> **課題について**: 筋筋膜経線についての本文にある「ただし、理論の過大解釈を避けるためにも、エビデンスに関して把握しておく必要があります。」という一文を英語に訳してください。

> **本文**:

····················

トーマス・W・マイヤース氏によって提唱された11の筋筋膜経線 ・スーパーフィシャル・フロント・ライン(SFL) ・スーパーフィシャル・バック・ライン(SBL) ・ラテラル・ライン(LL) ・スパイラル・ライン(SPL) ・スーパーフィシャル・フロントアーム・ライン(SFAL) ・ディープ・フロントアーム・ライン(DFAL) ・スーパーフィシャル・バックアーム・ライン(SBAL) ・ディープ・バックアーム・ライン(DBAL) ・フロント・ファンクショナル・ライン(FFL) ・バック・ファンクショナル・ライン(BFL) ・ディープ・フロント・ライン(DFL) |
この理論をもとに、多くの治療家やセラピストが身体評価や治療アプローチに役立てています。
ただし、理論の過大解釈を避けるためにも、エビデンスに関して把握しておく必要があります。
スーパーフィシャル・バックライン (Superficial Back Line, SBL)

解剖学的証拠²⁾:スーパーフィシャル・バックライン(SBL)は足裏から体背面を経て頭部まで連続する筋膜経路であり、複数の解剖学的研究によってその連続性が実証されています。
具体的には、足底筋膜と下腿三頭筋腱、ハムストリングスと仙結節靭帯~胸腰筋膜(脊柱起立筋筋膜)などSBLを構成する3つの筋間移行部すべてで筋膜の連続性が確認されました。計14報の死体解剖研究の系統的レビューにより、SBLの各構成要素間が実際に結合組織で直接連結していることに強いエビデンスがあると結論付けられています。

····················

(データセットの項目)
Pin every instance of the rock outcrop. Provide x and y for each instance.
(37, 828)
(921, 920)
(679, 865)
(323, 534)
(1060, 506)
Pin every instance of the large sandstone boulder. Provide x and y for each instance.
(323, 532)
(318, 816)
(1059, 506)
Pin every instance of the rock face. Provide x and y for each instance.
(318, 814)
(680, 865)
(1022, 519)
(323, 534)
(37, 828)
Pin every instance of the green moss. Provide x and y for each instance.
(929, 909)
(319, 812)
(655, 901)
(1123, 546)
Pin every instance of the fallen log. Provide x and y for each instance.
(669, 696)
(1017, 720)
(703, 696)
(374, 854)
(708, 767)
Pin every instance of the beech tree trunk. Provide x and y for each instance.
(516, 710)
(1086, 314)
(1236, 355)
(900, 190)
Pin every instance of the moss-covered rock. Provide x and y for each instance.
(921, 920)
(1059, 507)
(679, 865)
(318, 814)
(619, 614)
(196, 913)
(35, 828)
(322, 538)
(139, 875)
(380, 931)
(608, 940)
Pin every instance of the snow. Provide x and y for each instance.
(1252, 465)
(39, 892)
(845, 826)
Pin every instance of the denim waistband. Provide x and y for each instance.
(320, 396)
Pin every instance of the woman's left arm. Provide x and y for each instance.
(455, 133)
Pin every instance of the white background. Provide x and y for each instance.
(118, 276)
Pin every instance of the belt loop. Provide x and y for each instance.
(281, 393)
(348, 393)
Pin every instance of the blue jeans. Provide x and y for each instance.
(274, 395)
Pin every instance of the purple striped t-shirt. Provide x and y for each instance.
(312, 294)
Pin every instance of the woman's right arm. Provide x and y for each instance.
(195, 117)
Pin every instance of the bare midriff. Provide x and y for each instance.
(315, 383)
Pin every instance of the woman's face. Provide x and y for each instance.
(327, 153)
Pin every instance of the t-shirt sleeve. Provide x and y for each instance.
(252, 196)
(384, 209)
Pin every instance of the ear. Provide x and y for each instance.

····················

> **解答**: However, in order to avoid overinterpreting the theory, it is necessary to have a grasp of the evidence.